Point labeling examples:
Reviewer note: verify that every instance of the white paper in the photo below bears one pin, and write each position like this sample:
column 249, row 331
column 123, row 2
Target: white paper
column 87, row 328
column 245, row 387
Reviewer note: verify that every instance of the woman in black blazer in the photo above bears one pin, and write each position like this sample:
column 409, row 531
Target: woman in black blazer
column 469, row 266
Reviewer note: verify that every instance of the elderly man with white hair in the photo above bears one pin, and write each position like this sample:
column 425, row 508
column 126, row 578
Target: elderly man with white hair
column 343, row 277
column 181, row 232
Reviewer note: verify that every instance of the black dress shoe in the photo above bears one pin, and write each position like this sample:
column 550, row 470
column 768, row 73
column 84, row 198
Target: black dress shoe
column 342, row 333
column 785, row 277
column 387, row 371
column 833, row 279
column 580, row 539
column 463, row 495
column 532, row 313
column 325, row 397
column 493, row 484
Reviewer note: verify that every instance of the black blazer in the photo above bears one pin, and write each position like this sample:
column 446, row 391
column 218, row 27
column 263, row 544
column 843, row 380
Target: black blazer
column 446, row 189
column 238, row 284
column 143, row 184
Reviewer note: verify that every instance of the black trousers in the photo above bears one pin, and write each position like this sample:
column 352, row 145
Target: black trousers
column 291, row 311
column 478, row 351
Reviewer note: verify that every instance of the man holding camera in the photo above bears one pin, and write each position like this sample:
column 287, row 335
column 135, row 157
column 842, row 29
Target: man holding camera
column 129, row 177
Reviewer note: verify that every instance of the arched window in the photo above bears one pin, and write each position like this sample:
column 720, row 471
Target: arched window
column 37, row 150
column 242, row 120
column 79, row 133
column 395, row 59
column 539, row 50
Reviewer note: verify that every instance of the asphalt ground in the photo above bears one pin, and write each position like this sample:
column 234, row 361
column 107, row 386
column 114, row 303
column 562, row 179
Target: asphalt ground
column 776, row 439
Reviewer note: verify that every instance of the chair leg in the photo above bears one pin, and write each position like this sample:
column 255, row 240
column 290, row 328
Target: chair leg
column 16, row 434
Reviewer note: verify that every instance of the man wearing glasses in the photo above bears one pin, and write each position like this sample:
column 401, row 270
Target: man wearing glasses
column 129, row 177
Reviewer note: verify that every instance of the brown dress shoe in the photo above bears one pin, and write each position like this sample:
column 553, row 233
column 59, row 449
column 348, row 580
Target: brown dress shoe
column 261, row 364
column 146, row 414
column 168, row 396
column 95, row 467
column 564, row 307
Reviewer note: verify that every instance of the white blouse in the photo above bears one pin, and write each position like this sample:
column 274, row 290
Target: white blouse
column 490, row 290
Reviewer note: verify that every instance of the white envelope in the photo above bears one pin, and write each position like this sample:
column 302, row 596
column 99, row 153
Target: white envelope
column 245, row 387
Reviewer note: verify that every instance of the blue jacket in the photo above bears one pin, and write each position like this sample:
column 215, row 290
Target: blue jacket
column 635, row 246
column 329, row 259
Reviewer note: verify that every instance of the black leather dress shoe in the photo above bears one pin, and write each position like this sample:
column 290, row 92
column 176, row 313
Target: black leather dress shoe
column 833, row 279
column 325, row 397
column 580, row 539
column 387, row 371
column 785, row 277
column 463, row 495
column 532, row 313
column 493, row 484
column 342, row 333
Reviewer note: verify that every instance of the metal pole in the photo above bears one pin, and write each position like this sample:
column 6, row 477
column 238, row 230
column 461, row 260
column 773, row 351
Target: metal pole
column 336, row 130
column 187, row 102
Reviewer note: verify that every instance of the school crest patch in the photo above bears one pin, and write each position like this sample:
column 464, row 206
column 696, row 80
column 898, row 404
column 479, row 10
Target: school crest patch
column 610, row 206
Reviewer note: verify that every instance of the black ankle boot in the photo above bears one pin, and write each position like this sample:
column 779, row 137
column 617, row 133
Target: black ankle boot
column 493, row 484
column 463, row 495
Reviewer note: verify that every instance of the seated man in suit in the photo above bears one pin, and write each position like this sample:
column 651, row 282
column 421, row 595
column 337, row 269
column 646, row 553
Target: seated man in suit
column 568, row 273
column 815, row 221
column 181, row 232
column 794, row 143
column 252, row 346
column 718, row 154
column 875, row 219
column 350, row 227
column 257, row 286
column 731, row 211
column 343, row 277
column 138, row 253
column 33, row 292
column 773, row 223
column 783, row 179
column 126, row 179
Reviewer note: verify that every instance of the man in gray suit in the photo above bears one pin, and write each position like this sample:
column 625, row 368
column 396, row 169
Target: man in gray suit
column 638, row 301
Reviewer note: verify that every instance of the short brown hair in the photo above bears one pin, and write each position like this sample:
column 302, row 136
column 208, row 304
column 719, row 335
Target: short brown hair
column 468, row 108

- **SET TASK**: Can you restate every record above word for word?

- **CORRECT ANSWER**:
Reviewer note: verify that every instance of the white paper in the photo below bears one pin, and write each position like this sample:
column 249, row 331
column 123, row 2
Target: white paper
column 87, row 328
column 245, row 387
Reviewer note: verify that every instance of the woman in black blazer in the photo above bears one pin, and write each position like this sample:
column 409, row 531
Target: woman in black blazer
column 469, row 266
Reviewer note: verify that every instance of the elderly man with white hair in the photo above bears one pin, and write each position like this sample:
column 425, row 508
column 126, row 578
Target: elderly man with white hair
column 343, row 277
column 181, row 232
Reviewer note: verify that every instance of the black dress shoe in the photo above bears one pin, and write each position like this sample:
column 550, row 470
column 768, row 73
column 84, row 198
Target: black dress shoe
column 342, row 333
column 785, row 277
column 387, row 371
column 833, row 279
column 580, row 539
column 463, row 495
column 532, row 313
column 325, row 397
column 493, row 484
Reviewer note: verify that every instance of the black blazer in the photo above bears one pin, and write each position like this sample:
column 446, row 391
column 218, row 27
column 263, row 544
column 843, row 380
Target: black blazer
column 446, row 189
column 238, row 284
column 143, row 184
Reviewer note: verify that every instance of the black trousers in the photo above bears one pin, and write each position like this sample:
column 352, row 145
Target: black trousers
column 291, row 311
column 478, row 351
Reviewer note: verify that every instance of the man holding camera in the photo above bears one pin, and write each position like this sample:
column 287, row 335
column 135, row 157
column 842, row 29
Target: man holding camera
column 129, row 177
Reviewer note: verify that every instance of the arched window in the photo above bears one pin, and write each position like this sample:
column 720, row 471
Target: arched window
column 37, row 150
column 242, row 120
column 79, row 133
column 395, row 59
column 539, row 50
Reviewer note: verify that every instance of the asphalt ground in the photo above bears one pin, and write each position like this sample:
column 234, row 361
column 107, row 386
column 114, row 303
column 562, row 179
Target: asphalt ground
column 776, row 439
Reviewer note: verify that every instance of the chair leg in the photo above bears one pin, and write each position like this sample:
column 255, row 240
column 290, row 328
Target: chair leg
column 16, row 434
Reviewer note: verify that every instance of the man wearing glasses in the photo above bears one pin, and write each position like this sample:
column 401, row 270
Target: man wearing glasses
column 129, row 177
Reviewer note: verify that every instance of the brown dress shoe in the photo above bears one pin, and write each position like this sample:
column 553, row 233
column 59, row 449
column 348, row 580
Target: brown dress shoe
column 261, row 364
column 146, row 414
column 168, row 396
column 95, row 467
column 564, row 307
Reviewer note: verify that every instance of the white blouse in the photo above bears one pin, and write each position like this sample:
column 274, row 290
Target: white blouse
column 490, row 290
Reviewer note: verify that every instance of the white envelope in the photo above bears one pin, and write each position like this sample:
column 302, row 596
column 99, row 153
Target: white envelope
column 245, row 387
Reviewer note: verify that every instance of the blue jacket in the photo above bears one pin, and write each position like this sample:
column 215, row 290
Target: blue jacket
column 635, row 246
column 329, row 259
Reviewer note: verify that every instance of the black leather dress shoe in the photo above bears one pin, and write each position like this sample:
column 290, row 92
column 176, row 313
Target: black leather dress shoe
column 833, row 279
column 325, row 397
column 580, row 539
column 387, row 371
column 785, row 277
column 463, row 495
column 532, row 313
column 493, row 484
column 342, row 333
Reviewer note: verify that every instance of the metal pole in the photo above bears one pin, and write each position like this sample:
column 6, row 477
column 238, row 230
column 461, row 260
column 773, row 351
Target: metal pole
column 336, row 130
column 187, row 102
Reviewer note: verify that every instance of the school crest patch in the photo above bears one pin, and write each position like this sample:
column 464, row 206
column 696, row 80
column 898, row 404
column 479, row 10
Target: school crest patch
column 610, row 206
Reviewer note: verify that every instance of the black ankle boot in the photo above bears one pin, and write each position like this sample:
column 779, row 137
column 617, row 133
Target: black ankle boot
column 493, row 484
column 463, row 495
Reviewer note: verify that every instance of the seated man in suit in the photo above bears one pin, and write each position like this sample:
column 651, row 282
column 421, row 595
column 337, row 269
column 646, row 553
Target: seated man in suit
column 568, row 273
column 815, row 221
column 181, row 232
column 794, row 143
column 252, row 346
column 718, row 154
column 875, row 219
column 350, row 227
column 257, row 286
column 731, row 211
column 343, row 277
column 138, row 253
column 33, row 292
column 773, row 223
column 783, row 179
column 126, row 179
Reviewer note: verify that every instance of the man in gray suit in the photo above bears one pin, and write each position like this sample:
column 625, row 368
column 396, row 169
Target: man in gray suit
column 638, row 301
Reviewer note: verify that every instance of the short brown hair in the photo above bears one pin, and write each position like this sample:
column 302, row 136
column 208, row 304
column 719, row 335
Target: short brown hair
column 468, row 108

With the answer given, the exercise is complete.